* _Instruction_
Copy each of these entries word for word, keeping every line as it is.

(Segmentation data)
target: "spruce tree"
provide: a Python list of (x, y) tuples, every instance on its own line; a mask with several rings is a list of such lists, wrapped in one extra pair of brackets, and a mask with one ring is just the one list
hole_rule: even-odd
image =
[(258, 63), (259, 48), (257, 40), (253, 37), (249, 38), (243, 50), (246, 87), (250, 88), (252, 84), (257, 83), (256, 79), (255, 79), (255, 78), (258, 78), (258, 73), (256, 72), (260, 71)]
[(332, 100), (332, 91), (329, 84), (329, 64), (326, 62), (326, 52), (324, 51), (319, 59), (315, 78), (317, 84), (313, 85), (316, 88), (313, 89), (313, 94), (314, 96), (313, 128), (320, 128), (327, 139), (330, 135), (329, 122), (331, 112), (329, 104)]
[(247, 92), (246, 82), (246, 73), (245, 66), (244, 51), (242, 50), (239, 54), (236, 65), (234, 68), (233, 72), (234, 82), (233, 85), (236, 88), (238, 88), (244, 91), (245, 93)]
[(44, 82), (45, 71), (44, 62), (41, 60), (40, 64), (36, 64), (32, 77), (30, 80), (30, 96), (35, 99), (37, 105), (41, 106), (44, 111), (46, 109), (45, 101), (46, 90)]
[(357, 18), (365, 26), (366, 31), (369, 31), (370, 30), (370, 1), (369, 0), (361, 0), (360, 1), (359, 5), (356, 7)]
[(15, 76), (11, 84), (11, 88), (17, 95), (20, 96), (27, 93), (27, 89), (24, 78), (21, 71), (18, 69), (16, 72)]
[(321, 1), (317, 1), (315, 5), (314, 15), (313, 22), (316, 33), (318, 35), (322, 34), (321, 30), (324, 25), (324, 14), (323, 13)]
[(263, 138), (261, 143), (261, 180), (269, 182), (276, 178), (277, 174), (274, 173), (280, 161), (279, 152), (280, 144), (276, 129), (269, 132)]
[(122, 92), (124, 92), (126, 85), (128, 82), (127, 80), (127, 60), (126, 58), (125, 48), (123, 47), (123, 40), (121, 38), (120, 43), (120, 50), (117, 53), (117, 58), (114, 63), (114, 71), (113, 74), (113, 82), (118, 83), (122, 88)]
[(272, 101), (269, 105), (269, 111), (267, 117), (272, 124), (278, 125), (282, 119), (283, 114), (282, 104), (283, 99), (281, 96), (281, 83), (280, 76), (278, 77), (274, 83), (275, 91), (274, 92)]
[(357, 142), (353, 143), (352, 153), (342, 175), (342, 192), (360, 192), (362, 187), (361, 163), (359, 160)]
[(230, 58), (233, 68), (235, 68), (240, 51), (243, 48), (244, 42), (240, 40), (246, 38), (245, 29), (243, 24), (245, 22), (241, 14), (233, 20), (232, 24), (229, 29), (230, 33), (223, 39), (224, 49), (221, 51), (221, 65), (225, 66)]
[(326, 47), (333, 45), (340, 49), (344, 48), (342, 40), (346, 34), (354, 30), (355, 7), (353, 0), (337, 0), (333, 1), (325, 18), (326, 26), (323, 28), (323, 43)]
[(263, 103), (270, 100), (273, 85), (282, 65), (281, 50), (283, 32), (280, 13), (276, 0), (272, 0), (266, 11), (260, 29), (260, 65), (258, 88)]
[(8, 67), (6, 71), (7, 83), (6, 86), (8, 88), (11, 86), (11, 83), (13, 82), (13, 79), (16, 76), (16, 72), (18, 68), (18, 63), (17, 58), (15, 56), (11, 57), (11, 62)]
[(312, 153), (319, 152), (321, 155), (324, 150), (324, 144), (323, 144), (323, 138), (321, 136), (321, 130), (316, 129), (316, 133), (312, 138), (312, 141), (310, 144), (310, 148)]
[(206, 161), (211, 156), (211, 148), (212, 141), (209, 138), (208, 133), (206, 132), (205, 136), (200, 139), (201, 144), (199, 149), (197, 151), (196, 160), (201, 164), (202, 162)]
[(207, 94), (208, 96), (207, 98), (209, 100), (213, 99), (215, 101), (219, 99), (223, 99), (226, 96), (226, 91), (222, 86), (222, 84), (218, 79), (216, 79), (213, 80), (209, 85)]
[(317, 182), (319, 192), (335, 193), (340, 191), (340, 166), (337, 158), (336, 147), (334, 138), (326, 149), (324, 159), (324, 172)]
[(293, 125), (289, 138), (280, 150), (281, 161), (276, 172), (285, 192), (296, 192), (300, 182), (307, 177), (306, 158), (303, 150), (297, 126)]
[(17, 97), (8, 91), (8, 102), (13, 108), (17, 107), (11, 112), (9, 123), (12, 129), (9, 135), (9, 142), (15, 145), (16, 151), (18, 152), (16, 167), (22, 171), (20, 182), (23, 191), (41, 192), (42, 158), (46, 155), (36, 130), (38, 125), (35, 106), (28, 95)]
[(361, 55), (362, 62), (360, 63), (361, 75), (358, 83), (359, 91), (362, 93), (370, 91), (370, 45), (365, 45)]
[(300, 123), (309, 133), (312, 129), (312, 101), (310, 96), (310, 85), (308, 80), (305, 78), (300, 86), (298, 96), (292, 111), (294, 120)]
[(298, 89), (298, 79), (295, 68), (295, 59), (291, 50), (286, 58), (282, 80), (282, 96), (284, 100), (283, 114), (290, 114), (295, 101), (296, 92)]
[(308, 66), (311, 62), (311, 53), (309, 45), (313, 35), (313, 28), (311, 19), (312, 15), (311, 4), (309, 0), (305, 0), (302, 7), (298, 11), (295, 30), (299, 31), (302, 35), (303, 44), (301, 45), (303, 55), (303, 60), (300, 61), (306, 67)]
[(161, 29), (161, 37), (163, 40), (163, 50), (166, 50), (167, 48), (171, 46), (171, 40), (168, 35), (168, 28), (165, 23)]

* _Solution for this problem_
target: "spruce tree"
provide: a Python list of (x, y) tuples, every instance on its own line; a mask with several rings is a list of such lists, wrapped in one extra pair of brackets, and a mask with one ring is just the one list
hole_rule: even-odd
image =
[(258, 63), (259, 48), (257, 40), (253, 37), (249, 38), (243, 50), (246, 87), (250, 88), (252, 84), (257, 83), (256, 79), (255, 79), (255, 78), (258, 78), (258, 73), (256, 72), (260, 71)]
[(332, 100), (332, 91), (329, 84), (329, 64), (326, 62), (326, 52), (324, 51), (319, 59), (315, 78), (317, 84), (313, 85), (316, 88), (313, 89), (313, 94), (314, 96), (313, 128), (320, 128), (327, 139), (330, 135), (329, 122), (331, 112), (329, 104)]
[(247, 92), (246, 82), (246, 73), (245, 66), (244, 51), (242, 50), (239, 54), (236, 65), (234, 68), (233, 72), (234, 82), (233, 85), (236, 88), (238, 88), (244, 91), (245, 93)]
[(44, 82), (45, 71), (44, 62), (41, 60), (40, 64), (36, 64), (32, 77), (30, 80), (30, 96), (35, 99), (37, 105), (41, 106), (44, 111), (46, 109), (45, 101), (46, 90)]
[(357, 18), (365, 26), (366, 31), (369, 31), (370, 30), (370, 1), (369, 0), (361, 0), (360, 1), (359, 5), (356, 7)]
[(15, 76), (11, 84), (11, 88), (17, 95), (20, 96), (27, 93), (27, 89), (24, 78), (21, 71), (18, 69), (16, 72)]
[(321, 1), (317, 1), (315, 5), (314, 15), (313, 22), (316, 33), (318, 35), (322, 34), (321, 30), (324, 25), (324, 14), (323, 13)]
[(263, 138), (261, 143), (261, 180), (269, 182), (276, 178), (277, 174), (274, 173), (280, 161), (279, 152), (280, 144), (276, 129), (269, 132)]
[(122, 92), (124, 92), (126, 85), (128, 82), (127, 80), (127, 60), (126, 58), (125, 48), (123, 47), (123, 40), (121, 38), (120, 43), (120, 50), (117, 53), (117, 58), (114, 63), (114, 71), (113, 74), (113, 82), (118, 83), (122, 88)]
[(272, 101), (269, 105), (269, 111), (267, 117), (272, 124), (278, 125), (282, 119), (283, 114), (282, 104), (283, 99), (281, 96), (281, 83), (280, 76), (278, 77), (274, 83), (275, 91), (274, 92)]
[(357, 142), (353, 143), (352, 153), (342, 175), (342, 192), (360, 192), (362, 187), (361, 163), (359, 160)]
[(230, 58), (233, 68), (235, 68), (240, 51), (243, 48), (244, 42), (240, 40), (246, 38), (245, 29), (243, 24), (245, 22), (241, 14), (233, 20), (232, 24), (229, 29), (230, 33), (223, 39), (224, 49), (221, 51), (221, 65), (225, 66)]
[(326, 47), (333, 45), (340, 49), (344, 48), (342, 40), (346, 34), (354, 30), (355, 7), (353, 0), (337, 0), (333, 1), (325, 18), (326, 26), (323, 28), (323, 43)]
[(263, 103), (270, 100), (273, 85), (282, 65), (281, 50), (283, 32), (280, 13), (276, 0), (272, 0), (266, 11), (260, 29), (260, 65), (258, 88)]
[(8, 67), (6, 71), (7, 83), (6, 86), (8, 88), (11, 86), (11, 83), (13, 82), (13, 79), (16, 76), (16, 72), (18, 68), (18, 63), (17, 58), (15, 56), (11, 57), (11, 62)]
[(312, 153), (319, 152), (321, 155), (324, 150), (324, 144), (323, 144), (323, 138), (321, 136), (321, 130), (316, 129), (316, 133), (312, 138), (312, 141), (310, 144), (310, 148)]
[(206, 161), (211, 156), (211, 148), (212, 141), (209, 138), (208, 133), (206, 132), (205, 136), (200, 139), (201, 144), (199, 149), (197, 151), (196, 160), (201, 164), (202, 162)]
[(207, 94), (208, 96), (207, 98), (209, 100), (213, 99), (215, 101), (219, 99), (223, 99), (226, 96), (226, 91), (222, 86), (222, 84), (218, 79), (216, 79), (213, 80), (209, 85)]
[(317, 182), (319, 192), (335, 193), (340, 191), (340, 166), (337, 158), (336, 147), (334, 138), (326, 149), (324, 159), (324, 172)]
[(293, 125), (289, 138), (280, 150), (281, 161), (276, 172), (285, 192), (296, 192), (300, 182), (307, 177), (306, 158), (303, 150), (297, 126)]
[(17, 97), (8, 91), (8, 102), (13, 108), (17, 107), (11, 112), (9, 123), (12, 129), (9, 135), (9, 142), (15, 145), (16, 151), (18, 152), (16, 167), (22, 171), (20, 182), (23, 191), (41, 192), (42, 158), (46, 155), (36, 130), (38, 125), (35, 106), (28, 95)]
[(361, 55), (362, 62), (360, 63), (361, 75), (358, 83), (359, 91), (362, 93), (370, 91), (370, 45), (365, 45)]
[(300, 123), (309, 133), (312, 129), (312, 101), (310, 96), (310, 85), (308, 80), (305, 78), (300, 86), (298, 96), (292, 111), (294, 120)]
[(298, 89), (298, 79), (295, 68), (295, 59), (291, 50), (286, 58), (282, 80), (282, 96), (284, 100), (283, 114), (290, 114), (295, 101), (296, 92)]
[(308, 66), (311, 62), (311, 53), (309, 45), (313, 35), (313, 28), (311, 19), (312, 15), (311, 4), (309, 0), (305, 0), (302, 7), (298, 11), (295, 30), (299, 31), (302, 35), (303, 44), (301, 45), (303, 55), (303, 60), (300, 61), (306, 67)]
[(161, 29), (161, 37), (163, 40), (163, 50), (166, 50), (167, 48), (171, 46), (171, 40), (168, 35), (168, 28), (165, 23)]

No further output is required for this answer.